Referring expression pointing data
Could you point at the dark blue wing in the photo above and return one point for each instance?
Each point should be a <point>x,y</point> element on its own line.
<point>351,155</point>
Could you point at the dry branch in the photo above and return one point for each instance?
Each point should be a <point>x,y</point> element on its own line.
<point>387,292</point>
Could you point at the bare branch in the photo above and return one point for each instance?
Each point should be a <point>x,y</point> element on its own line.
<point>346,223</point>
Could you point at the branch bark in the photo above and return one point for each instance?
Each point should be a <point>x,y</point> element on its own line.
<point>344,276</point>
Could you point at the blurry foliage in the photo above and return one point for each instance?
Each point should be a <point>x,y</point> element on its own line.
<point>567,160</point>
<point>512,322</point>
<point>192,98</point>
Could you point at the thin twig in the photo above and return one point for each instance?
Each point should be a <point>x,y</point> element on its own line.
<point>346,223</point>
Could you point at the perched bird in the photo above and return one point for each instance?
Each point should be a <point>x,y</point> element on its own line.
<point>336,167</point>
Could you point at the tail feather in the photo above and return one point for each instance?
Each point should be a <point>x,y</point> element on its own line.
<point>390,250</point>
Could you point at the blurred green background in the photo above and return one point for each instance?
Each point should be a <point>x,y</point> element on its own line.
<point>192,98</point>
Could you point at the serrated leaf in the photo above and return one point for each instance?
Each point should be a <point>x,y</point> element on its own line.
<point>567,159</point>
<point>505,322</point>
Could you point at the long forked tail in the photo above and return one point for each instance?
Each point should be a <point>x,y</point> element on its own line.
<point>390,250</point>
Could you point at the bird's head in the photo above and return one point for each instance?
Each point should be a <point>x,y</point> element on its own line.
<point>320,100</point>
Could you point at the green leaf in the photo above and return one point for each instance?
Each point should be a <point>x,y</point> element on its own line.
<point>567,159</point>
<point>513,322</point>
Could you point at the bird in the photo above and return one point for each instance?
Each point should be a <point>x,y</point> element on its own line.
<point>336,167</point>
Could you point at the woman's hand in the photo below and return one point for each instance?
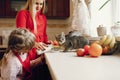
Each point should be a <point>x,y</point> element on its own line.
<point>37,61</point>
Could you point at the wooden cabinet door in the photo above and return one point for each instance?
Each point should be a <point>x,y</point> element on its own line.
<point>58,9</point>
<point>2,8</point>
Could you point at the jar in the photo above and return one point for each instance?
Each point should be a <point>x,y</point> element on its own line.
<point>101,30</point>
<point>116,30</point>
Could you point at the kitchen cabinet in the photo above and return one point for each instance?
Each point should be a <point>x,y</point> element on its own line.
<point>56,9</point>
<point>2,11</point>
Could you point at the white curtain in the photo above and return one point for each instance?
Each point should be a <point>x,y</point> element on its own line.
<point>116,10</point>
<point>81,17</point>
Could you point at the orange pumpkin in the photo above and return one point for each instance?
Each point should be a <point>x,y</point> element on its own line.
<point>95,50</point>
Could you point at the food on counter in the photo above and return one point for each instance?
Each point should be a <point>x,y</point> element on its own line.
<point>86,47</point>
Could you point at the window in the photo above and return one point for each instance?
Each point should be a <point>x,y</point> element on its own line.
<point>116,10</point>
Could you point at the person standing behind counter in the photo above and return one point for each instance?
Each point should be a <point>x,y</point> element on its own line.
<point>15,64</point>
<point>32,18</point>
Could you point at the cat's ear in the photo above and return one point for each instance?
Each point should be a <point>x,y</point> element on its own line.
<point>63,34</point>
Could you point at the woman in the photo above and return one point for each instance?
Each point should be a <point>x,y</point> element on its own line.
<point>32,17</point>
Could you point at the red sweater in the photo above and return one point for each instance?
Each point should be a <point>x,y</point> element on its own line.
<point>24,20</point>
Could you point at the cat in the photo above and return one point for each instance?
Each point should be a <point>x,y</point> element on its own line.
<point>115,49</point>
<point>73,40</point>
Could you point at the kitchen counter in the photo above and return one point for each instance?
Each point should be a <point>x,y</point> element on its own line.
<point>67,66</point>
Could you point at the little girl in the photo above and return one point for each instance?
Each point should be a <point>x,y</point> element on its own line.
<point>16,61</point>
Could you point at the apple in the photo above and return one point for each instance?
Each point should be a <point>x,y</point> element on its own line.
<point>86,47</point>
<point>80,52</point>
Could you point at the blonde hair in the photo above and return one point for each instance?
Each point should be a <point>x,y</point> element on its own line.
<point>30,7</point>
<point>19,38</point>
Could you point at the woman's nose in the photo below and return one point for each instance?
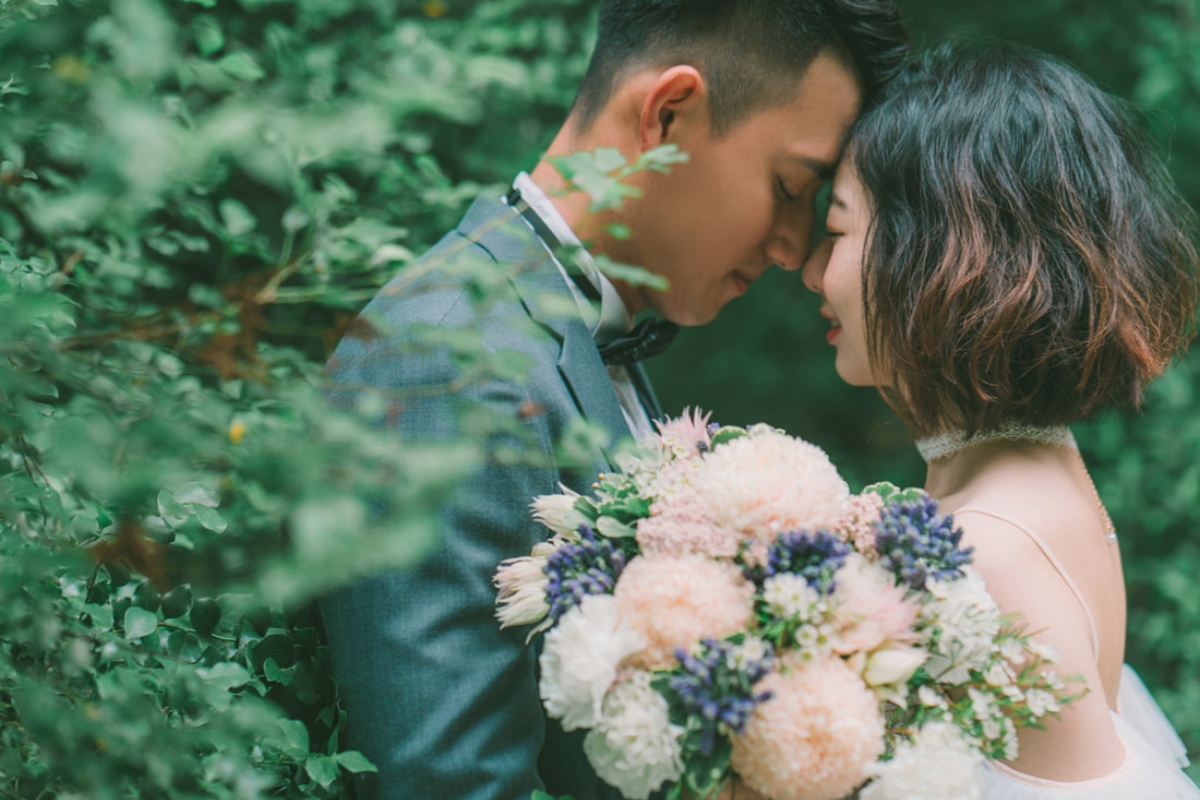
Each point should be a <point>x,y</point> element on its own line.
<point>815,265</point>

## Task prompt
Each entry needs to be retyped exactly; the pictures stay out.

## Solution to the exercise
Could you point at the dark blue wing in the photo above and return one point for each instance?
Each point should be a <point>x,y</point> element on its own line.
<point>351,155</point>
Could you point at the dry branch in the photo above and return one point for each instance?
Each point should be a <point>x,y</point> element on its own line.
<point>387,292</point>
Could you point at the bare branch in the photo above and return one point for each instance?
Each point should be a <point>x,y</point> element on its own line.
<point>346,223</point>
Could you point at the branch bark in the photo above and return one point for each instance?
Each point should be a <point>x,y</point> element on its own line.
<point>344,276</point>
Could you point at the blurry foliage in the photo above and return one point for each instance?
Each point should be a <point>x,y</point> element on its own line.
<point>567,160</point>
<point>512,322</point>
<point>192,98</point>
Could you point at the thin twig in the photo above and return one point for each instance?
Each point should be a <point>x,y</point> element on its own line.
<point>346,223</point>
Could you point at the perched bird in the photo above and return one point for each instance?
Each point should be a <point>x,y</point> element on its own line.
<point>336,167</point>
Could you point at the tail feather in the photo above and return one point for each instance?
Each point should be a <point>x,y</point> element on its own line.
<point>390,250</point>
Could you point at the blurred green background in the photo above and return one point for each instance?
Each point should be a <point>x,y</point> element on its own line.
<point>192,98</point>
Could you point at the serrated leaf in the photo above and return one point for each instance?
Each point should be a <point>x,y</point> element on its own line.
<point>567,159</point>
<point>505,322</point>
Could you point at the long forked tail in the photo above and return one point for each instance?
Each point should be a <point>x,y</point> element on its own line.
<point>390,250</point>
Could you point at the bird's head in the photo above and return one point for each instance?
Each point should be a <point>x,y</point> element on its own line.
<point>320,100</point>
Could you point at the green leaf in the photo above and return one point for each instance?
Each point should be a <point>x,y</point> element on its own line.
<point>567,159</point>
<point>513,322</point>
Could you point at the bird in the photo above and return one point for each instance?
Each point should be a <point>x,y</point> element on its own line.
<point>336,167</point>
Could you point at the woman's hand in the photo below and return one point for each instance?
Each point should be a <point>x,y</point> element on its own line.
<point>37,61</point>
Could you point at the wooden cabinet door in the photo above and return one point for each instance?
Each point should be a <point>x,y</point> element on its own line.
<point>58,9</point>
<point>2,8</point>
Could you point at the jar in the photo above and return one point for each instance?
Each point should be a <point>x,y</point> element on its own line.
<point>101,30</point>
<point>116,30</point>
Could you point at the kitchen cabinet in the photo above and return one point for each instance?
Each point should be a <point>x,y</point> element on its own line.
<point>56,9</point>
<point>2,11</point>
Could you point at the white curtain in the photo above and return one point for each instance?
Each point should be a <point>x,y</point> element on its own line.
<point>116,10</point>
<point>81,17</point>
Could you point at the orange pumpkin in the photo above and return one point for each instance?
Each point should be a <point>x,y</point> element on its own line.
<point>95,50</point>
Could you point at the food on counter in the photo above and return one point for each instance?
Each point should be a <point>x,y</point> element on its own line.
<point>86,47</point>
Could you point at the window in the photo above and return one point for each instance?
Each point should be a <point>x,y</point> element on its own line.
<point>116,10</point>
Could you point at the person standing behind counter in the photo above and return one point for each instance?
Each point should be a <point>x,y</point> element on its own line.
<point>15,64</point>
<point>32,18</point>
Could you point at the cat's ear in the photo above and return one point for each instance?
Each point should be a <point>x,y</point> element on its own line.
<point>63,34</point>
Could you point at the woman in the photo above and return one point for each instance?
Each point should be a <point>x,y</point> element on its own line.
<point>32,17</point>
Could you point at the red sweater in the photo above and return one point for each instance?
Each point should be a <point>x,y</point> element on its own line.
<point>24,20</point>
Could you point at the cat in the photo above and return one point for each instance?
Each point should be a <point>x,y</point> element on its own line.
<point>115,49</point>
<point>73,40</point>
Could you point at the kitchen counter in the photo above and return one point for each instance?
Each point should be a <point>x,y</point> element on its own line.
<point>67,66</point>
Could you point at the little girl in the photo above and return one point for each instance?
Each point should be a <point>x,y</point> element on its own line.
<point>16,61</point>
Could you point at the apple in the photo above and return one point for each instance?
Each point should be a <point>x,y</point> element on its own line.
<point>86,47</point>
<point>80,52</point>
Could you point at the blonde hair in the photo above and return one point for each instance?
Each point should be a <point>x,y</point> element on its own line.
<point>30,7</point>
<point>19,38</point>
Could you point at the woman's nose in the photo below and return one point for each instance?
Each point should be a <point>x,y</point> element on its own line.
<point>815,265</point>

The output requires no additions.